Aim: Please select every line of the following records that contains the word "below", where case matters.

[Extracted data entries]
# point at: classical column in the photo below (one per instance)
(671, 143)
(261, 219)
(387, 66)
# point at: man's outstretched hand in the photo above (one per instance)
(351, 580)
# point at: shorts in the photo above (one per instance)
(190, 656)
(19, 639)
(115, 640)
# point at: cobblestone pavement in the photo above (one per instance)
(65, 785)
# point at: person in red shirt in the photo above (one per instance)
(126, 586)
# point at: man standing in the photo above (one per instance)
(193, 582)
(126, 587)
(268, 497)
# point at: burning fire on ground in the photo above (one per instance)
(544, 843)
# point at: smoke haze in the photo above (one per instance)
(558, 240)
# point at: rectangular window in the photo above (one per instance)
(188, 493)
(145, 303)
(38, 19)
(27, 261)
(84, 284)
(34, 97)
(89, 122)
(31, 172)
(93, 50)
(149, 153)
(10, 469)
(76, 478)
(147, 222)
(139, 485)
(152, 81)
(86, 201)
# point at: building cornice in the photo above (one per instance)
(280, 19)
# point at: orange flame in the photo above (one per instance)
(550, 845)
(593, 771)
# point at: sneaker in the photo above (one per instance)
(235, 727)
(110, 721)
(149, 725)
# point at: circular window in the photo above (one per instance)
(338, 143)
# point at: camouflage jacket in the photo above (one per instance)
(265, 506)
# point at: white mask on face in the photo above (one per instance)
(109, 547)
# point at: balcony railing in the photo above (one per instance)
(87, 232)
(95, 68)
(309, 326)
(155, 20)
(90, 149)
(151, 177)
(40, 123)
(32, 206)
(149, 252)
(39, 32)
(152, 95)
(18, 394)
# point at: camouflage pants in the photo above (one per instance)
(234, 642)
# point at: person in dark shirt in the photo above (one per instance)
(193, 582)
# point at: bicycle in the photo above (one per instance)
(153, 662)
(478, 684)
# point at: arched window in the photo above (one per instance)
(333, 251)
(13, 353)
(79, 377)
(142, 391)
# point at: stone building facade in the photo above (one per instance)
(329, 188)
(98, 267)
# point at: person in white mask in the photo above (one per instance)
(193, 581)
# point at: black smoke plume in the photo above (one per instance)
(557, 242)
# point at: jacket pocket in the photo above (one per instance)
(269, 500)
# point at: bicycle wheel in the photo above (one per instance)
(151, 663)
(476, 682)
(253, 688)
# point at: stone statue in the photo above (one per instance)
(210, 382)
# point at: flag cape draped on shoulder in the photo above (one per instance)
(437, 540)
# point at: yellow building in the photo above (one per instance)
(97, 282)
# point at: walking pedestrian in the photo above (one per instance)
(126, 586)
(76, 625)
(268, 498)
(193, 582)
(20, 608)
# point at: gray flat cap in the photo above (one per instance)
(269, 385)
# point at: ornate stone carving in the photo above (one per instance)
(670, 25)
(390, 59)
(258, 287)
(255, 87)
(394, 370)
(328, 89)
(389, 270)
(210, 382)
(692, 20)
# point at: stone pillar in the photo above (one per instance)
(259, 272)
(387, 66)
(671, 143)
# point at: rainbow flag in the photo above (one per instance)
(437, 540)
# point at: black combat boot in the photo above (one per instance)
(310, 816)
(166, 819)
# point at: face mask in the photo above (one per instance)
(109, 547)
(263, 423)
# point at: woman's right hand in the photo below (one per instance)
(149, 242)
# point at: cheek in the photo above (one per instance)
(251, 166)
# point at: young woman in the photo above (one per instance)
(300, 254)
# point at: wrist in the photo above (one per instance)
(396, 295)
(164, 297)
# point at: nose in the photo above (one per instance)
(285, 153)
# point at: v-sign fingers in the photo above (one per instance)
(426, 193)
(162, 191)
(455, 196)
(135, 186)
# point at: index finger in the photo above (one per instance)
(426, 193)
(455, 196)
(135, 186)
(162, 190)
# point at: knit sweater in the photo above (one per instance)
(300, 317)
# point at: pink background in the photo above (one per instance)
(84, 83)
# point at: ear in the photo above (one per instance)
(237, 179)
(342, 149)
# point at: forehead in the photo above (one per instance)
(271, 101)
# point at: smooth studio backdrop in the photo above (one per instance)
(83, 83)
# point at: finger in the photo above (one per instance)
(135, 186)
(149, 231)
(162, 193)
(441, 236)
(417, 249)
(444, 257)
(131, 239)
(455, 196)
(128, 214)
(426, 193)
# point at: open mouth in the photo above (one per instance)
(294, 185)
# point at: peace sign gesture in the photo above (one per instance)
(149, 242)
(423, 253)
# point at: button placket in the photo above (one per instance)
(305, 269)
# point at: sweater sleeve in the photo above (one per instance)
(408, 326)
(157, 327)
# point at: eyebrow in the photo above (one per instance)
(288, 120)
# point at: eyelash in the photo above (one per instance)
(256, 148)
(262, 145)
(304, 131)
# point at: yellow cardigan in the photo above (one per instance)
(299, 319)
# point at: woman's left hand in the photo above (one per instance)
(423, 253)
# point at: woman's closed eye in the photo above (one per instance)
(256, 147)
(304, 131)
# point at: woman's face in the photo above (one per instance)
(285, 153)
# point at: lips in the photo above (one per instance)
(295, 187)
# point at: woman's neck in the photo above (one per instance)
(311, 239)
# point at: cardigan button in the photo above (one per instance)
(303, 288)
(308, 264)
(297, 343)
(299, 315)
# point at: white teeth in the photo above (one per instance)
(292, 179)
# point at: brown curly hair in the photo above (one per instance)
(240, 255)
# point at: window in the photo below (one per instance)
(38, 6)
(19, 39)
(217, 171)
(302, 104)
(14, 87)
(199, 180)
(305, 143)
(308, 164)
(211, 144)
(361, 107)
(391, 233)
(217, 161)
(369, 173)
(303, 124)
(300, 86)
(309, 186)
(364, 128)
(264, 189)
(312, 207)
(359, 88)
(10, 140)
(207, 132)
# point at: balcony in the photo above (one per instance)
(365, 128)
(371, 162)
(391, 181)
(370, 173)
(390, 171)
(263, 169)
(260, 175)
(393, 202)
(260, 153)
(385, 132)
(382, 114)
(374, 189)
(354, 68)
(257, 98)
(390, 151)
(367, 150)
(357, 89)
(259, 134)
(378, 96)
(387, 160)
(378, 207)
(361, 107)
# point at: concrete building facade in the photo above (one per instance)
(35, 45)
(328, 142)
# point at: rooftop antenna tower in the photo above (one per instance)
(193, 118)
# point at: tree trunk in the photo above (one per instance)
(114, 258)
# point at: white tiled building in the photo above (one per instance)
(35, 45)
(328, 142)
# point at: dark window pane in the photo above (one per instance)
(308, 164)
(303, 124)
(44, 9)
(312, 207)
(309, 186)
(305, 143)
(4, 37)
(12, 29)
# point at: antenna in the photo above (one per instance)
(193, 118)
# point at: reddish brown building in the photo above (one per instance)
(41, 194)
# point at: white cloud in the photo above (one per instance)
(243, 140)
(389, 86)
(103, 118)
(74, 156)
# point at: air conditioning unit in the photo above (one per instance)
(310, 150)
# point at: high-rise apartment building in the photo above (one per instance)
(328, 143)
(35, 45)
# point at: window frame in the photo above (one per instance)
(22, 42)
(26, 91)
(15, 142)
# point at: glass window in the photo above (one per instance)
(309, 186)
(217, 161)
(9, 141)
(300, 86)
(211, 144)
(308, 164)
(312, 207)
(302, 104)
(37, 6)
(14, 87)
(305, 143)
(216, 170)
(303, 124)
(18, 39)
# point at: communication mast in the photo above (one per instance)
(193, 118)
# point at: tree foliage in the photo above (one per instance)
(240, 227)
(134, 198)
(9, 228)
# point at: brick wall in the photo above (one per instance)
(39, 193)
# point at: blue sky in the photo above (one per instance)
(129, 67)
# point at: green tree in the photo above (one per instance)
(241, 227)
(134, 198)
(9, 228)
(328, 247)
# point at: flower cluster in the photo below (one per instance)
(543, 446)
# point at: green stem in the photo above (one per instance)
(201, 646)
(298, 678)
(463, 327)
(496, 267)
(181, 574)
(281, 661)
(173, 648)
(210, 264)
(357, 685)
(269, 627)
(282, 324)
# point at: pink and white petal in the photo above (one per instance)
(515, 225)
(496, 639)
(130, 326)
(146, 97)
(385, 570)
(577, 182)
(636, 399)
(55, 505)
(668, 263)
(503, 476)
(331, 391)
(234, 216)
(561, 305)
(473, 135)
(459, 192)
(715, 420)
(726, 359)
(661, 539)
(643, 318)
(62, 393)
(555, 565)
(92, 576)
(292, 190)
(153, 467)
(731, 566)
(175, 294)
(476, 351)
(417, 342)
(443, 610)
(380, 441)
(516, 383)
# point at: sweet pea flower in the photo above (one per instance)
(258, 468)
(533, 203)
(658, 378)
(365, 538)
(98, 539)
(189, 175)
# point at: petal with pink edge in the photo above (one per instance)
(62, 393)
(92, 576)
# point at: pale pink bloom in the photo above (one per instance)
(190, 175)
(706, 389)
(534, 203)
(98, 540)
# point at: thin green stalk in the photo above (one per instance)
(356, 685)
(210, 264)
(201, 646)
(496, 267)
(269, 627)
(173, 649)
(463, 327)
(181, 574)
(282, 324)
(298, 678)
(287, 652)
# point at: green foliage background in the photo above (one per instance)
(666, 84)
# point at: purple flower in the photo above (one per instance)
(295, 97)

* * *

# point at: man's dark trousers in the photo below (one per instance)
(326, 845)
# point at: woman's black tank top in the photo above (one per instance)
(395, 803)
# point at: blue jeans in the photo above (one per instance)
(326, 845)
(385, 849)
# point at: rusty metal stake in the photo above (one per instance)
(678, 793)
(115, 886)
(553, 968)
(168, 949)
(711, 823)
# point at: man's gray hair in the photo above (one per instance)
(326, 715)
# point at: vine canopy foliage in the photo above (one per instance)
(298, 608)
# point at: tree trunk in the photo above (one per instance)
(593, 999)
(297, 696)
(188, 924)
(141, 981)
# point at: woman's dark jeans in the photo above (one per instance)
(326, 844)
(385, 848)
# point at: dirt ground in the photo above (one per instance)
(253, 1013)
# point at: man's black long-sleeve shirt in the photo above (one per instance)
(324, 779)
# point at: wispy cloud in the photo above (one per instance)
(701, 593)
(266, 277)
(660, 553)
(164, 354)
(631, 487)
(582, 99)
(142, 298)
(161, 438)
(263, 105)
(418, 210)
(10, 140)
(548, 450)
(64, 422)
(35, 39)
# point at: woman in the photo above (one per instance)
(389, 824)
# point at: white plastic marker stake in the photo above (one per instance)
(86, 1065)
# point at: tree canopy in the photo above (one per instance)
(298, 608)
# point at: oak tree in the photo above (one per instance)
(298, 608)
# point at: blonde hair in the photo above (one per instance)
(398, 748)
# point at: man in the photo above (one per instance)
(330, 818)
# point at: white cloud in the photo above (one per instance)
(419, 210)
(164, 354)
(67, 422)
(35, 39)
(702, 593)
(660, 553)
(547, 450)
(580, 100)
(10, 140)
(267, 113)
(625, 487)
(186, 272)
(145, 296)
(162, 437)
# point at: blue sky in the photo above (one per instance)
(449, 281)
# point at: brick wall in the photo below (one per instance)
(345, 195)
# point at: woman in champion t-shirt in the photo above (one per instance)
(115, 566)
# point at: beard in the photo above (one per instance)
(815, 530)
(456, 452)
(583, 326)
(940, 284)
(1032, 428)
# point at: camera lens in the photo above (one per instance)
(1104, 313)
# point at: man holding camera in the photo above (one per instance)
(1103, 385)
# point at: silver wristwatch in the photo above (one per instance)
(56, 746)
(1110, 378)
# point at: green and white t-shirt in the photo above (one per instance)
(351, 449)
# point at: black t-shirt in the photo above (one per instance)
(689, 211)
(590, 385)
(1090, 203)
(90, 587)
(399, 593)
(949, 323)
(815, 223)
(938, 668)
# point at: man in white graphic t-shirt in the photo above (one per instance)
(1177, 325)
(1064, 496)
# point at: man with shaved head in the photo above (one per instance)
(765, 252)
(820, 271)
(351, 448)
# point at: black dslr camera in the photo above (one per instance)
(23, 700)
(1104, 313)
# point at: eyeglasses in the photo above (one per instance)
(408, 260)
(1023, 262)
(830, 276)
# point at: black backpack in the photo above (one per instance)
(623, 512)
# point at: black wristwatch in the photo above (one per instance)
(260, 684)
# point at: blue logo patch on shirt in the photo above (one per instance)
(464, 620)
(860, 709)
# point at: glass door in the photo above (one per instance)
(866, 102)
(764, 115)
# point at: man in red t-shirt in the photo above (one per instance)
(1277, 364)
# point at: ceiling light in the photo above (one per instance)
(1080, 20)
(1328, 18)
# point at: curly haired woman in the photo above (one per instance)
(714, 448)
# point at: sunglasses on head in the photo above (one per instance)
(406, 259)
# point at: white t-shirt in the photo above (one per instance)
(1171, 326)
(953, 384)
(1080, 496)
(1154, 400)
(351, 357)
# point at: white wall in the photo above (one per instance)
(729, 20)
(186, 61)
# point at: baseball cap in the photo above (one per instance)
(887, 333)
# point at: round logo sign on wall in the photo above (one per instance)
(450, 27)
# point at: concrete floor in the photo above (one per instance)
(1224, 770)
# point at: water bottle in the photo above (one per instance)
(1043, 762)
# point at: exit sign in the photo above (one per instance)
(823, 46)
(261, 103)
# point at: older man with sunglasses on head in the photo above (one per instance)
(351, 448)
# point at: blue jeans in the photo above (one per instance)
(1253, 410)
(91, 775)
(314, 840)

---

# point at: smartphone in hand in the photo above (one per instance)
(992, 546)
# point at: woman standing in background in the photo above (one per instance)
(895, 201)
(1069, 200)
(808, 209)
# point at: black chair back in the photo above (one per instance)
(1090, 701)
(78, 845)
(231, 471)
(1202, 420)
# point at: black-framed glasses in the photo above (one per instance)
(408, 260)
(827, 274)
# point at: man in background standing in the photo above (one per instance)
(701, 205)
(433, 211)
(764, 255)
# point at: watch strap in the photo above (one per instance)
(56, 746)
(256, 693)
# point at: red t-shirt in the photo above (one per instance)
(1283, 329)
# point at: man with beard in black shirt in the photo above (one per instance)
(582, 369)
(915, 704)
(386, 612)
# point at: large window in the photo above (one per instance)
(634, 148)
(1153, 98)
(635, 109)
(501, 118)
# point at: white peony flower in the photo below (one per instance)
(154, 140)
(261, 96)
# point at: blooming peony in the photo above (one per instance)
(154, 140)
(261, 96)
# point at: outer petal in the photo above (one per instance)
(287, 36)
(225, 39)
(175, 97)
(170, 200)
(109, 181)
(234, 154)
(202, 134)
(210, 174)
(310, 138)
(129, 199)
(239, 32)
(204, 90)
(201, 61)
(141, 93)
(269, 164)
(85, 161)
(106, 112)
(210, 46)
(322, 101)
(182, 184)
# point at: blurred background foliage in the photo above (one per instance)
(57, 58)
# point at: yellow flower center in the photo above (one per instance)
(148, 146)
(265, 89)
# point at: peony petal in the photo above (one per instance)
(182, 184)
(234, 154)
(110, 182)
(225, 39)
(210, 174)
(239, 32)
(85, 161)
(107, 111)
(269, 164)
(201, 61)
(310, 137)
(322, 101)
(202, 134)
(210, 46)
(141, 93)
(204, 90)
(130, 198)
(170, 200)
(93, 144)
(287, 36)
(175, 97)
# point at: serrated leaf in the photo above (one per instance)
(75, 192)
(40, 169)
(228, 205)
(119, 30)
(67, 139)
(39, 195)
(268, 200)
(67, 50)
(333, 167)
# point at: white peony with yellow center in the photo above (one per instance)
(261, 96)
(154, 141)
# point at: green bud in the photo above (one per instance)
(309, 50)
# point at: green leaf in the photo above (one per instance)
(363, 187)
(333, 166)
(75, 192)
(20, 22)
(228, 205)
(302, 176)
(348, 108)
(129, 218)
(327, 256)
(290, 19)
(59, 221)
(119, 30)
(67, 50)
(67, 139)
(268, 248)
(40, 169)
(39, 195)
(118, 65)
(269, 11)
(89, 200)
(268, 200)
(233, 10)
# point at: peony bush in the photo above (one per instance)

Written answer:
# point at: classical column in the photo below (one per instance)
# point at: woman's right hand in the photo below (one per instance)
# point at: window in the photo below (one per instance)
# point at: flower cluster in the photo below (one per instance)
# point at: man's dark trousers in the photo below (one per instance)
# point at: brick wall in the photo below (one per instance)
# point at: white peony flower in the photo below (one per instance)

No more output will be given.